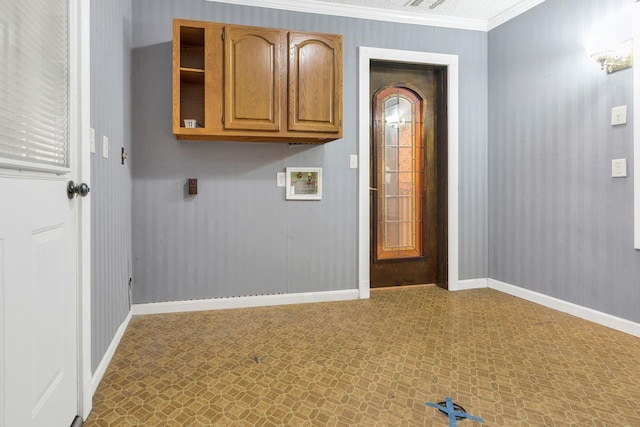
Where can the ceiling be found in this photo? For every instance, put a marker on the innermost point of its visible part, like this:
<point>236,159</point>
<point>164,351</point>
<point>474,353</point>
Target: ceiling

---

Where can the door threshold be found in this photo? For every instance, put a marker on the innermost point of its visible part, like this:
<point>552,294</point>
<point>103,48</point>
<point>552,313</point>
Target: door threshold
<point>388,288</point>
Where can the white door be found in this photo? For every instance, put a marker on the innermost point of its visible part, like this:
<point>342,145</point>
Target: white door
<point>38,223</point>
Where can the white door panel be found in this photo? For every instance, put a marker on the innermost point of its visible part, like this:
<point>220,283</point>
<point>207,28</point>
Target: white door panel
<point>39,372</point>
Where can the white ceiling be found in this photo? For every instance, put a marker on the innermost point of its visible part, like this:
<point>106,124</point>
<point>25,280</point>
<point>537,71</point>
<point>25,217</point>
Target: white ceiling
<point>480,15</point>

* * *

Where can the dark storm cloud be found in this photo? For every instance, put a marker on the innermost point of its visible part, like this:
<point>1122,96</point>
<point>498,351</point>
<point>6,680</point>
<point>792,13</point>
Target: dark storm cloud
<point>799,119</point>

▸ PROBLEM
Copy out, line for line, the entries beginning with the line that contains "Where can the white door be" and ending with the line that contains "<point>480,15</point>", both lines included.

▸ OUTPUT
Where can the white door be found in this photo? For every instance, put a marker on the innermost point of its visible part, like this:
<point>342,145</point>
Target: white door
<point>38,223</point>
Where can the white door panel be found in this photo? For every instance, put a marker on the innermost point of its visible part, like this:
<point>220,283</point>
<point>207,28</point>
Target: white door panel
<point>39,372</point>
Where can the white ceiling be found in this photo? For every instance, put a marker on the innermost point of its visible part, like this:
<point>106,124</point>
<point>25,280</point>
<point>537,71</point>
<point>25,217</point>
Target: white ceiling
<point>480,15</point>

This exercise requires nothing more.